* **Task directions**
Go to the line below containing "Task: for the roadway count, mark the outstretched" and print exactly from there through the line containing "[1045, 603]", both included. Print nothing else.

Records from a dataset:
────────────────────────────────────────

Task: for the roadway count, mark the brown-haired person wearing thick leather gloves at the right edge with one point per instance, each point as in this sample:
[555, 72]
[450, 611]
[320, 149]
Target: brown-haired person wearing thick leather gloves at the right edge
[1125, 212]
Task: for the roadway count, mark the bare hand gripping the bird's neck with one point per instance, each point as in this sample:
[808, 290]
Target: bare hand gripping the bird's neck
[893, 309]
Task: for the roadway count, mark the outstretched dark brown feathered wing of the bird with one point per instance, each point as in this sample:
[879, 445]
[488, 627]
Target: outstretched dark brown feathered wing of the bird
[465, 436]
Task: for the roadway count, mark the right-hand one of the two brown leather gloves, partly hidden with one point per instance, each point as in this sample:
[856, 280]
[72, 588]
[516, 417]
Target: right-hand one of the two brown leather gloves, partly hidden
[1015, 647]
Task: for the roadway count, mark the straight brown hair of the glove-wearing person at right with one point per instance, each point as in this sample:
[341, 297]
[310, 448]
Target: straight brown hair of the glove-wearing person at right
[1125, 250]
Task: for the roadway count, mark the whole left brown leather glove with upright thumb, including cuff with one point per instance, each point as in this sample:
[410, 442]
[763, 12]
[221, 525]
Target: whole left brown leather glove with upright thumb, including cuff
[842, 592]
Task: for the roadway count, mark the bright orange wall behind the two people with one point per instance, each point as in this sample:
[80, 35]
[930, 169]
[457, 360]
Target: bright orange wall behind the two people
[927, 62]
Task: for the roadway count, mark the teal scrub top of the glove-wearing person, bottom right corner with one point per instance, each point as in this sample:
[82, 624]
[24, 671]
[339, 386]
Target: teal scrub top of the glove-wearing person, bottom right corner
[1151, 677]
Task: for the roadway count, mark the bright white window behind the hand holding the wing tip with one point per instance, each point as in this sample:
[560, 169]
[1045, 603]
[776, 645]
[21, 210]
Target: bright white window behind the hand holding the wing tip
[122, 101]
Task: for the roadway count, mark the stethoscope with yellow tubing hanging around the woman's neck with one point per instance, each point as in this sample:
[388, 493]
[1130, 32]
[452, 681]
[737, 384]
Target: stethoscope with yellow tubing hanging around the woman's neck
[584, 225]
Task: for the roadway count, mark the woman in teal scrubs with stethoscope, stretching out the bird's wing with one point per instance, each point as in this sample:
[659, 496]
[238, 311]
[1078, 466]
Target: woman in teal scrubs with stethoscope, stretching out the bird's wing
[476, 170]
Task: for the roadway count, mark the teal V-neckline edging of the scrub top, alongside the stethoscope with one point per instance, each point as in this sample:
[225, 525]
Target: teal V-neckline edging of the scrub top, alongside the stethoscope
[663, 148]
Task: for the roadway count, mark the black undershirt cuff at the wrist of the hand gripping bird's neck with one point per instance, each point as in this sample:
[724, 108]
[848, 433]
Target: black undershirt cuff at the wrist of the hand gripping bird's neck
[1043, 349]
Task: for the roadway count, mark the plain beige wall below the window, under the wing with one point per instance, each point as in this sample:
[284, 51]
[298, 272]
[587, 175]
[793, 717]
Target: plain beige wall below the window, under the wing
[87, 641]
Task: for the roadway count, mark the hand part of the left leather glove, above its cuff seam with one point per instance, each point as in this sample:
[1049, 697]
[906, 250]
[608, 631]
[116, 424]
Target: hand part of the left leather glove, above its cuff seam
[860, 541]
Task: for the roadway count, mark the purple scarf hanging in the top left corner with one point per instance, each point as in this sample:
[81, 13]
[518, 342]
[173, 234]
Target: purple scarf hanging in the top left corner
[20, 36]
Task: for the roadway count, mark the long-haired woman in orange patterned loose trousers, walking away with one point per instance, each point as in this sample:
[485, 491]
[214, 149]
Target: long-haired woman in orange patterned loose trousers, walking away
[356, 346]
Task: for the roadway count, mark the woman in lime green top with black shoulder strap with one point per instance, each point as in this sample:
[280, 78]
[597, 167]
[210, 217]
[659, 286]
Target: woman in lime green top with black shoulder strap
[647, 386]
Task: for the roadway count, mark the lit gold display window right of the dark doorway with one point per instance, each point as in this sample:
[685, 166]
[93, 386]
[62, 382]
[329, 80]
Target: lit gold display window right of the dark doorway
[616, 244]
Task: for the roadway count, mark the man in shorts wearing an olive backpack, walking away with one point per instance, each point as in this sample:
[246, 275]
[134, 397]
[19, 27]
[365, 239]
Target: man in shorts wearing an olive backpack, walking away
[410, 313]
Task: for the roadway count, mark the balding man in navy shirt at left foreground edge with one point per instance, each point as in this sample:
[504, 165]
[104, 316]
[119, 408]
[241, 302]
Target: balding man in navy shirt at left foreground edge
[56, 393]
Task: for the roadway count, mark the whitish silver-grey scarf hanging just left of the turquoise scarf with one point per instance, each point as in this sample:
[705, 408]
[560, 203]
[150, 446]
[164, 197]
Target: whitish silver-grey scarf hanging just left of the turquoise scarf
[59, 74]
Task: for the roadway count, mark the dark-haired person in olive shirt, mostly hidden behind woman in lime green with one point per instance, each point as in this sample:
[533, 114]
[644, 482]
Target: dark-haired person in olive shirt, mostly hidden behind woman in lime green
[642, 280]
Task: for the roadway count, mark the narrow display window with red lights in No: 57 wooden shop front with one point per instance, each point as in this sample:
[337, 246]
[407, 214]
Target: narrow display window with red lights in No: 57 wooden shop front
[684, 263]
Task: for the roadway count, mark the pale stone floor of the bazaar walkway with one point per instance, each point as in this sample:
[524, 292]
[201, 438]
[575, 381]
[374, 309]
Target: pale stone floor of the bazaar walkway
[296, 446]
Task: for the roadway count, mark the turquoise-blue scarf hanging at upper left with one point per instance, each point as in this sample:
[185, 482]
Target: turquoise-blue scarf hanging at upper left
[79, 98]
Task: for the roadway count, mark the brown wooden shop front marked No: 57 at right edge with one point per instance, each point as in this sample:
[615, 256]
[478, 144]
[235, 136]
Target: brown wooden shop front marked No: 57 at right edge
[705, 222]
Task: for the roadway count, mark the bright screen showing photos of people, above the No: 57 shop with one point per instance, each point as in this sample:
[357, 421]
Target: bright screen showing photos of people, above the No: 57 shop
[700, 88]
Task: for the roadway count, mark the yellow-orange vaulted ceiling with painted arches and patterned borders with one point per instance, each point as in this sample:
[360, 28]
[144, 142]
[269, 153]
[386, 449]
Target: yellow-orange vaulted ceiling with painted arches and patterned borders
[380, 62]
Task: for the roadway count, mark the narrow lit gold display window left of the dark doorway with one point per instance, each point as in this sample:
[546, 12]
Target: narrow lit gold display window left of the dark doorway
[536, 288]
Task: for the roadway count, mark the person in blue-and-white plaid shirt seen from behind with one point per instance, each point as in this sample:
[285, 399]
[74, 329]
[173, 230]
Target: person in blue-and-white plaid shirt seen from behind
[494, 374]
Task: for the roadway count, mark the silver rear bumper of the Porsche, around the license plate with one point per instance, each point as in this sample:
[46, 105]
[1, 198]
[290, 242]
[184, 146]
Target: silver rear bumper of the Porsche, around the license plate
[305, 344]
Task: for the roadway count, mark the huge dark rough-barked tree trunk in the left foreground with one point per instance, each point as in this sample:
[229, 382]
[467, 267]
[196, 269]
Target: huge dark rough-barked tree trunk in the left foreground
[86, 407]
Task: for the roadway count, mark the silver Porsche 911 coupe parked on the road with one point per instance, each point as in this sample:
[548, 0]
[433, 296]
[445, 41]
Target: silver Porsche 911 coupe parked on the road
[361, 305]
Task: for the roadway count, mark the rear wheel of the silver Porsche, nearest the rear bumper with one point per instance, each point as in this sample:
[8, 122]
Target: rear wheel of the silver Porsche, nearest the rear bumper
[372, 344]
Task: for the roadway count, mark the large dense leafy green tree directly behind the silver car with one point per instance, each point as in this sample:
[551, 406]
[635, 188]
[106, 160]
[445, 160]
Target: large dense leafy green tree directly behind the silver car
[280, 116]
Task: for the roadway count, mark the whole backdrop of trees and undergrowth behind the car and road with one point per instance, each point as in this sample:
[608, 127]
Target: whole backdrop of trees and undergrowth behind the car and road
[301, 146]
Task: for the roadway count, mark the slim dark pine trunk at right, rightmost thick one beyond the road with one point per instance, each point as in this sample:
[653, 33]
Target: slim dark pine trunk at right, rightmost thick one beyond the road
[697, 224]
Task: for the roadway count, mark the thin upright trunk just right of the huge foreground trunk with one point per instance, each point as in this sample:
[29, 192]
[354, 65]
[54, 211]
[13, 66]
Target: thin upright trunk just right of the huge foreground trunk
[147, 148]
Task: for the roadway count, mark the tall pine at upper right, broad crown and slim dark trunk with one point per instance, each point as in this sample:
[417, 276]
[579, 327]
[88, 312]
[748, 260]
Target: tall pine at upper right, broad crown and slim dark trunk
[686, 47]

────────────────────────────────────────

* **Task output**
Task: for the roadway count, mark the outstretched dark brown feathered wing of the bird with one point per instance, each point as in this sample:
[879, 445]
[488, 627]
Target: outstretched dark brown feathered wing of the bird
[465, 436]
Task: for the roadway count, mark the right-hand one of the two brown leather gloves, partly hidden with one point per instance, each point as in this sample:
[856, 280]
[72, 588]
[516, 417]
Target: right-hand one of the two brown leather gloves, partly hidden
[1015, 647]
Task: for the roadway count, mark the straight brown hair of the glove-wearing person at right with one point per instance, each point as in this sample:
[341, 297]
[310, 448]
Target: straight brown hair of the glove-wearing person at right
[1125, 250]
Task: for the roadway count, mark the whole left brown leather glove with upright thumb, including cuff with one point per instance, each point as in this sample:
[410, 442]
[763, 12]
[221, 525]
Target: whole left brown leather glove with upright thumb, including cuff
[842, 592]
Task: for the roadway count, mark the bright orange wall behind the two people with one point per instance, each point as in this sample:
[80, 35]
[930, 169]
[457, 360]
Target: bright orange wall behind the two people
[927, 62]
Task: for the roadway count, mark the teal scrub top of the glove-wearing person, bottom right corner with one point per instance, each point as in this sample:
[82, 624]
[24, 671]
[339, 386]
Target: teal scrub top of the glove-wearing person, bottom right corner
[1151, 677]
Task: for the roadway count, mark the bright white window behind the hand holding the wing tip with one point per instance, each point as in this sample:
[560, 169]
[1045, 603]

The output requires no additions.